**WORK TO COMPLETE**: Rewrite all of the material below, replacing every occurrence of "evaluation set" with "test set" and leaving everything else unchanged. Do not include the pictures in your answer.
==== RECORDS SHOWN ====
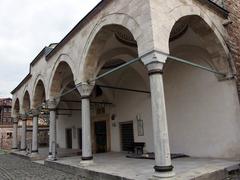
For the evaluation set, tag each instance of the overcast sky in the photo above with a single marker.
(26, 26)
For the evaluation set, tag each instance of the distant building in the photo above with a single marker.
(6, 124)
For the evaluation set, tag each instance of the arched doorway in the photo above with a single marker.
(68, 112)
(200, 104)
(42, 119)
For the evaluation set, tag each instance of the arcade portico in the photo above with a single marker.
(136, 71)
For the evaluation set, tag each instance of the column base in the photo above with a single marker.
(34, 155)
(34, 151)
(163, 168)
(86, 162)
(87, 158)
(51, 158)
(170, 174)
(23, 149)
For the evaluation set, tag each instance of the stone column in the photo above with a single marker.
(52, 130)
(23, 133)
(35, 114)
(15, 129)
(163, 166)
(85, 90)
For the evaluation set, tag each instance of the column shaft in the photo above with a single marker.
(160, 128)
(86, 130)
(14, 141)
(23, 135)
(52, 135)
(35, 135)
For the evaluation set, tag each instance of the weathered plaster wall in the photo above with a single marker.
(203, 113)
(70, 122)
====
**THE OUTPUT**:
For the test set, tag each instance of the overcast sky in the photo above with a single marker.
(26, 26)
For the test set, tag each instance of the distant building in the photo above with a single marker.
(6, 124)
For the test set, tag each instance of the arched doorway in the photo above with a single marker.
(68, 112)
(200, 104)
(42, 119)
For the test set, tag each instance of the arcade portico in the photo above with a single marker.
(136, 71)
For the test set, tag each instance of the column base in the photo above with a single marker.
(34, 155)
(34, 151)
(163, 168)
(86, 162)
(87, 158)
(51, 158)
(170, 174)
(23, 149)
For the test set, tag each instance of the stone column in the photo above with a single marker.
(52, 130)
(23, 133)
(35, 114)
(15, 129)
(163, 166)
(85, 90)
For the test set, tag each instance of the column shaft in the photo above with a single marker.
(160, 128)
(86, 130)
(14, 141)
(23, 135)
(52, 135)
(35, 135)
For the test set, tag each instance of the weathered plaster wall in the photo above with a single marker.
(203, 113)
(70, 122)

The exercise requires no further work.